**Problème A:**
Relevez les pseudonymes de tous les participants qui signent un message dans l'extrait à lire ci-dessous.

------ Extrait à lire

# ça tombe bien



## sebastopol

Je m'étonne que cette expression n'ait pas encore été sollicitée, à moins qu'elle m'ait échappée.
Je voudrais faire un petit inventaire de toutes les traductions qui pourraient coller à cette expression dans ce contexte:
"ça tombe bien, comme ça je n'aurais pas besoin de sortir la voiture..."

Le "comme ça" ne se traduit peut être pas en anglais...à vous de me dire.

Merci.

MODERATOR NOTE: This thread is now merged to contain several similar threads
NOTE DE LA MODÉRATION : Nous avons fusionné plusieurs fils traitant de ce même sujet


----------



## SuperSailor7

Sans plus de contexte je dirais que oui, le "comme ça" serait traduit:

 "_this way_ I won't need to use the car" où bien
  "_now_ I won't need to use the car"
 "I won't need to use the car _then_"
"_in that case_ I won't be needing to get the car out"
etc

Quant à votre inventaire de toutes les traductions possibles, c'est difficile d'en proposer sans savoir le contexte. En plus j'ai un petit trou de mémoire à l'instant...  D'habitude ça se traduit dans l'ordre d'idées de "good," "great timing," "what luck," etc.


----------



## mgarizona

That's convenient/that works out nicely ... that way I wouldn't have to get out the car.


----------



## Nicomon

Salut sebastopol,

Ces solutions ne conviennent pas autant que celles de mgarizona dans ton contexte, mais il me vient :

- That’s fortunate
- And a good thing that is
- This is perfect timing
- It suits me nicely

Par contre, si tu entres « tombe » dans le dico, tu noteras qu'il y a au bas de *cette page* (après les entrées de dico) plusieurs fils dont le titre est _ça/cela tombe bien_ et même _ça tombe à pic_ 

*Note :* ce n'est pas plutôt _je n'aurai_ (sans s)? Le conditionnel me semble curieux, après _ça tombe bien._ Bon... il est vrai qu'il s'agit d'une phrase isolée.

------------
------ Entrée

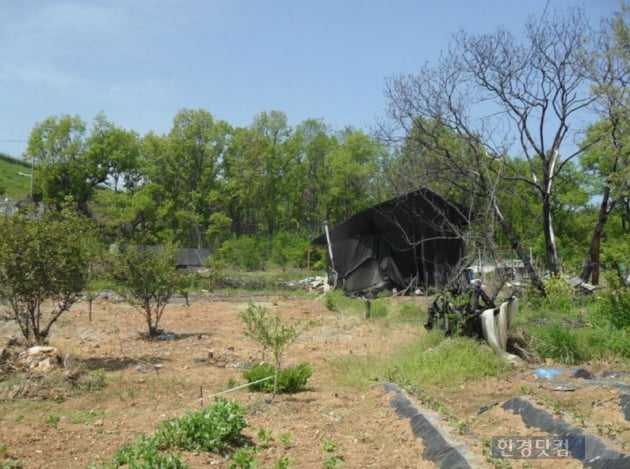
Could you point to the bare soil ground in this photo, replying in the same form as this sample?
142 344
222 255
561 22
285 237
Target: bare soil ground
132 384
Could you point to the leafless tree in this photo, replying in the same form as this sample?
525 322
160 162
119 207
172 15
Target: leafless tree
507 100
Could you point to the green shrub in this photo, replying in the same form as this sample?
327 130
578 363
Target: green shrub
615 305
377 309
211 429
558 342
144 453
290 380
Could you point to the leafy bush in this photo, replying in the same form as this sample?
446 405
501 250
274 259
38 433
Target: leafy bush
377 309
557 342
615 305
44 259
144 453
146 278
211 429
290 379
270 331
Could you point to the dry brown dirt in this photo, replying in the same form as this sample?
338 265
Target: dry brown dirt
47 426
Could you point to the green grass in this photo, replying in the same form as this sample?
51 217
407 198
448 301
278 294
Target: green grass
12 183
579 332
431 360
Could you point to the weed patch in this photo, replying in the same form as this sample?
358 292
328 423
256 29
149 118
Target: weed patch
290 380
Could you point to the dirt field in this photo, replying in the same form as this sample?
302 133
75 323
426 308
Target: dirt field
145 382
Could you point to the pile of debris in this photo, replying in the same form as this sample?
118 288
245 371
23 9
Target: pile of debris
478 316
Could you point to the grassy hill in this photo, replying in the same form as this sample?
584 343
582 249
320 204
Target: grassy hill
15 181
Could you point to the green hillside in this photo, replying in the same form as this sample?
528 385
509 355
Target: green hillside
15 181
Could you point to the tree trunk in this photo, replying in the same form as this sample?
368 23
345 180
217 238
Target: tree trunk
516 245
550 239
591 266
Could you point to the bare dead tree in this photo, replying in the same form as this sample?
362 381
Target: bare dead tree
504 100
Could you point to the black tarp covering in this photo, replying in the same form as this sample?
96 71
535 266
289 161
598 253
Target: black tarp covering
407 242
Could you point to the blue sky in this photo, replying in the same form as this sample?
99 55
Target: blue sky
140 61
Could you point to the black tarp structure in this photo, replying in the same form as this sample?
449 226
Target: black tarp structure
412 241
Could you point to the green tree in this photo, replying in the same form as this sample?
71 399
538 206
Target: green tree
270 331
115 152
351 167
607 146
146 277
43 258
183 169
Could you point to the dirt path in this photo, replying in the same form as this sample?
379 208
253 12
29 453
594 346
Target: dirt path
147 382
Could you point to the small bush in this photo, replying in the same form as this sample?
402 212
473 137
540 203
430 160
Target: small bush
290 380
377 309
144 454
615 306
557 342
211 429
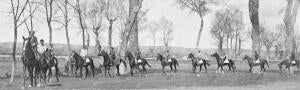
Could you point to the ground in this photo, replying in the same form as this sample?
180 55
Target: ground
183 79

------------

**Problème B:**
Présentez sous forme de liste JSON de chaînes, à raison d'une chaîne par ligne, la partie des lignes ci-dessus qui s'ouvre sur la ligne contenant « Could you point to the small » et va jusqu'à la fin des lignes, ces deux bornes comprises. Laissez de côté les lignes vides et les images, s'il vous plaît.

**Sortie complète A:**
- sebastopol
- SuperSailor7
- mgarizona
- Nicomon

**Sortie complète B:**
[
  "Could you point to the small bush in this photo, replying in the same form as this sample?",
  "402 212",
  "473 137",
  "540 203",
  "430 160",
  "Target: small bush",
  "290 380",
  "377 309",
  "144 454",
  "615 306",
  "557 342",
  "211 429",
  "Could you point to the ground in this photo, replying in the same form as this sample?",
  "180 55",
  "Target: ground",
  "183 79"
]